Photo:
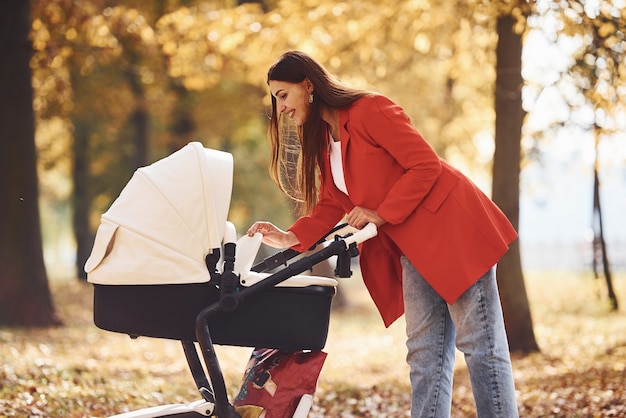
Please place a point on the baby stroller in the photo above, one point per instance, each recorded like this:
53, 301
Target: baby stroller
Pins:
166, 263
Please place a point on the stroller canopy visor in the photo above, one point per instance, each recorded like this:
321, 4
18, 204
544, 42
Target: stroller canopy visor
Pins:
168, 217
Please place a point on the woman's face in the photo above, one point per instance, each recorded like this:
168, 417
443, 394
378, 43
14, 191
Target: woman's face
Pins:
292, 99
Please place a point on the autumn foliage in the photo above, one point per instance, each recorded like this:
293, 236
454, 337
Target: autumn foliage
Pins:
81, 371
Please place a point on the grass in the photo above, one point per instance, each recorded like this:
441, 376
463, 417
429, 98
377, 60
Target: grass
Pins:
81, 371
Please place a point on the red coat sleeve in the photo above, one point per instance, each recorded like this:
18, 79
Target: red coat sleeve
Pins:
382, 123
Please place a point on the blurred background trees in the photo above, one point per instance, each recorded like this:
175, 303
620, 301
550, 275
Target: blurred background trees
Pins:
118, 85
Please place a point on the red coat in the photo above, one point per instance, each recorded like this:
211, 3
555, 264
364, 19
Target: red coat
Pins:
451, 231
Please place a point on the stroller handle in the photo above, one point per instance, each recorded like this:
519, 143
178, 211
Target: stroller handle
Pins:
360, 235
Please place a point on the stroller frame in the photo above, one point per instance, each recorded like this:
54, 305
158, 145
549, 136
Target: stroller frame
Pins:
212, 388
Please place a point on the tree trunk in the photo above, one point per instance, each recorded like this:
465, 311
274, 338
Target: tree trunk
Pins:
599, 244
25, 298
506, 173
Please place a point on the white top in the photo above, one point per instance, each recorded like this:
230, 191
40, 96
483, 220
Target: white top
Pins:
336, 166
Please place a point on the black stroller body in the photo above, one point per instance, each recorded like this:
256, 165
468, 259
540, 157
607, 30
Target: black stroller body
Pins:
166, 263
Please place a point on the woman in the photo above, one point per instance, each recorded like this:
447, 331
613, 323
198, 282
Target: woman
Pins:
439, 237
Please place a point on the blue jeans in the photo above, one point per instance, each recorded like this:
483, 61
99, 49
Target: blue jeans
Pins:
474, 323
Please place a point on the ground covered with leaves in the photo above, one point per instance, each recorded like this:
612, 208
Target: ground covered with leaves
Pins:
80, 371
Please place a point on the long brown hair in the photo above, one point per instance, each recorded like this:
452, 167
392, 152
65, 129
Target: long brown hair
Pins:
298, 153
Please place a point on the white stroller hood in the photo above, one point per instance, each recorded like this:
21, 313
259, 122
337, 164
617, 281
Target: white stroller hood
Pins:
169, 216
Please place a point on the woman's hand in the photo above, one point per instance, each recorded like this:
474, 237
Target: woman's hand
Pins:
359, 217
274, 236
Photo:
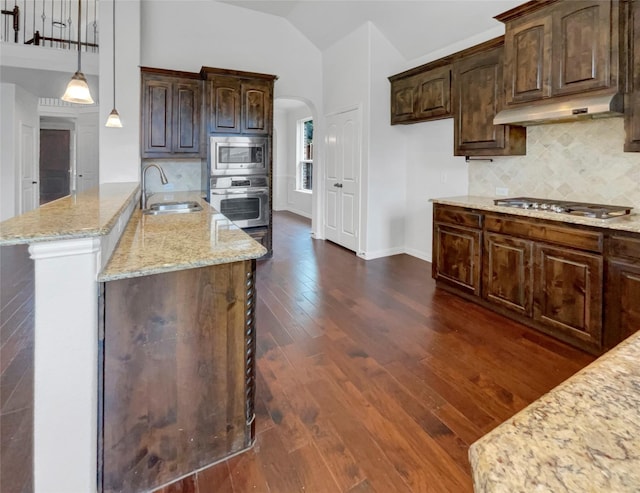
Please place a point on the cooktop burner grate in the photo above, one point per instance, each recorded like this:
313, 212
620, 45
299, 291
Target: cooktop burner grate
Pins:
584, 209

==

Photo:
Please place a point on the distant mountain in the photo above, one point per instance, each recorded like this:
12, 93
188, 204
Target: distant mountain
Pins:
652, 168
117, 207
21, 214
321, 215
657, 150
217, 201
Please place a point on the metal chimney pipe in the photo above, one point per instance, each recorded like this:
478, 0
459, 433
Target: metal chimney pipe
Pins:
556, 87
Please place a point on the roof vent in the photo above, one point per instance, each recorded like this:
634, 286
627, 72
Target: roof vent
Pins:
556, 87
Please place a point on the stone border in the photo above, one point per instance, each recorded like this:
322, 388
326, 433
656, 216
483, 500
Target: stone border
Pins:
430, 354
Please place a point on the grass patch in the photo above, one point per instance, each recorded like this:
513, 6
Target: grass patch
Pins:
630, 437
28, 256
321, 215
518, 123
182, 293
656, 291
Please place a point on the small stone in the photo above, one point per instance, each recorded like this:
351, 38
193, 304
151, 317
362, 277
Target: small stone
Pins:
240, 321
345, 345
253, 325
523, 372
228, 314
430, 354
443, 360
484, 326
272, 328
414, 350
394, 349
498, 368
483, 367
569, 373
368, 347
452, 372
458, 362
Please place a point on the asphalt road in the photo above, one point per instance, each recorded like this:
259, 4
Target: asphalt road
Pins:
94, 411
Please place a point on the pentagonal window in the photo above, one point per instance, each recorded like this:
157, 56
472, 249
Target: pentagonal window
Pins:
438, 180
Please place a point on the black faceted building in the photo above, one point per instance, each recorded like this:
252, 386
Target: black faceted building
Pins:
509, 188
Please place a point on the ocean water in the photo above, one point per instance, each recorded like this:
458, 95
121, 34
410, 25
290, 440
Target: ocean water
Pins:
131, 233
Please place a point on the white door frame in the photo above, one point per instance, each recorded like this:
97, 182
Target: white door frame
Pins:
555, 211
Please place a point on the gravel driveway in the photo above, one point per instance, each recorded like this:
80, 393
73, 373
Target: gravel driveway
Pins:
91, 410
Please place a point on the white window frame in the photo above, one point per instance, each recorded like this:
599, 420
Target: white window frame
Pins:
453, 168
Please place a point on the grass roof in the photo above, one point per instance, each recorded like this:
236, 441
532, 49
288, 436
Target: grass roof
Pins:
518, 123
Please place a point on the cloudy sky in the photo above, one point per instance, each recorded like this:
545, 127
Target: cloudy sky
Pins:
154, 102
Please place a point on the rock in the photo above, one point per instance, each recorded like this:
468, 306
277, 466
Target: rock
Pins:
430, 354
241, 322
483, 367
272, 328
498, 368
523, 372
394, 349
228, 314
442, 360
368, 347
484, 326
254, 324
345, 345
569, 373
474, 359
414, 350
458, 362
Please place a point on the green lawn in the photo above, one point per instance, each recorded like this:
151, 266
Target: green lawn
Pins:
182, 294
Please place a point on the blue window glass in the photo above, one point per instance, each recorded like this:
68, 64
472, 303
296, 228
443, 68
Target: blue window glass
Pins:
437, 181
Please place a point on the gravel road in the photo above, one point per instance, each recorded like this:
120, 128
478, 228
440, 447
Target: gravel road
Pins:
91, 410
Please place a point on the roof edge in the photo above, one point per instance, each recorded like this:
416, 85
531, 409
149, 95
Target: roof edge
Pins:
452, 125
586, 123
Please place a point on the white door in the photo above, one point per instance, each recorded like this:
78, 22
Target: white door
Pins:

● **PROBLEM STATEMENT**
Identify each line in the material above that contains the string "trunk" and copy those lines, treating uppercase and lowercase as different.

● **COMPLETED EXERCISE**
Please place a point on the tree trunk in the photo above, one point per instance, each recorded like this:
Target: tree trunk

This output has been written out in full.